QUOTED PASSAGE =

3-Data Types, Basic Commands and Charting
1. Creating and Manipulating Vectors and Basic Variables
To create any data object:
- the command will begin with the a name for the new variable
- followed by: - an assignment operator
<-
- and then the data or expression that defines the content of the variable.
-This can include direct values, function calls, operations, or other variables.
variableName <- "word"
Variable names are never wrapped in quotes. String/character values being assigned to variable must be wrapped in quotes. Variable names cannot begin with anything other than an alphabetical character, but otherwise can contain special characters and numbers (*_13). Variable names cannot contain spaces, but string values can.
Definition - “Function”: A set of instructions defined to perform a specific task.

SUPPLIED MATERIAL =
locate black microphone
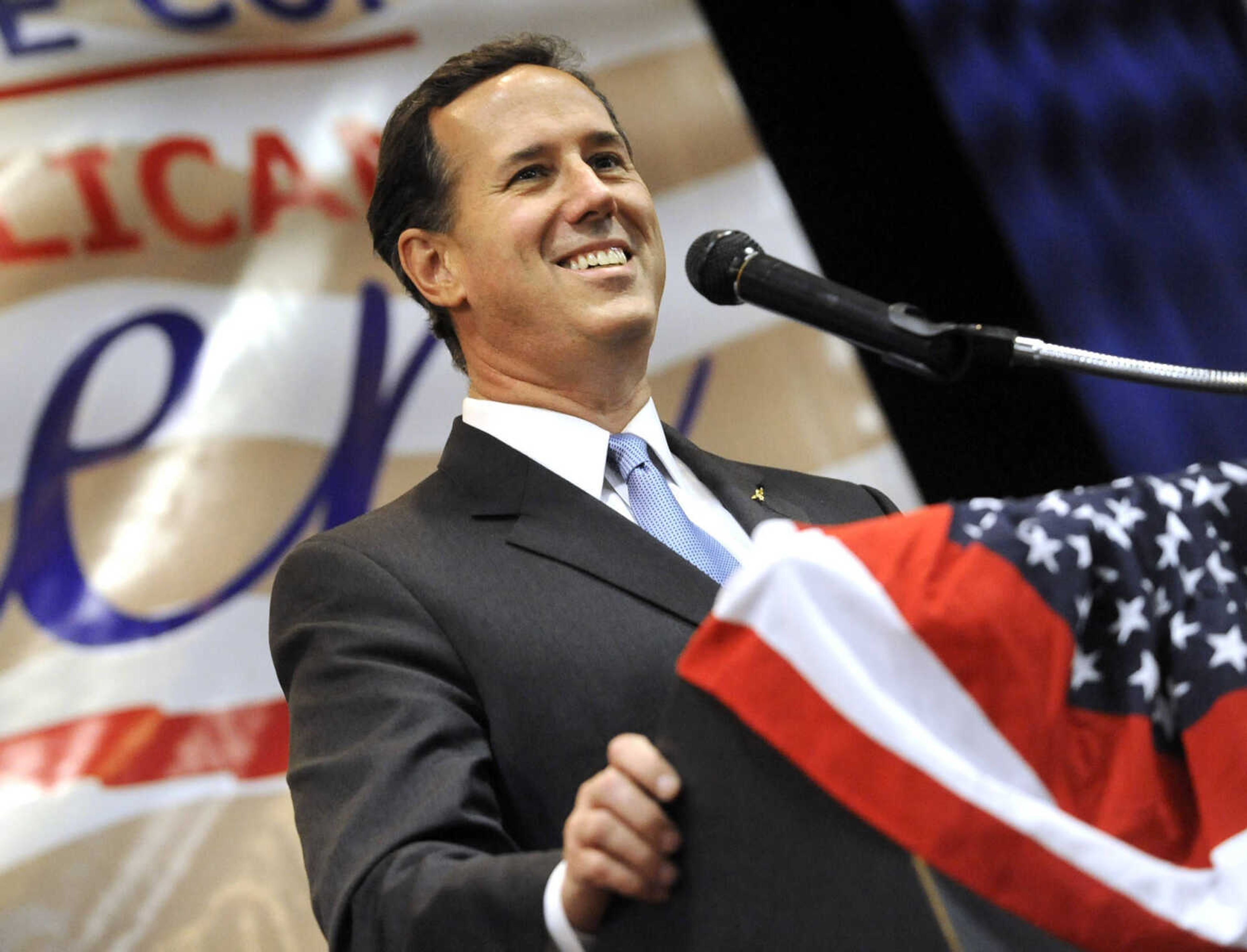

WHAT THE EXERCISE ASKS = According to the page on data types and basic commands, with what kind of character must a variable name begin? The material comes from a different source than the text.

TASK RESULT = An alphabetical character.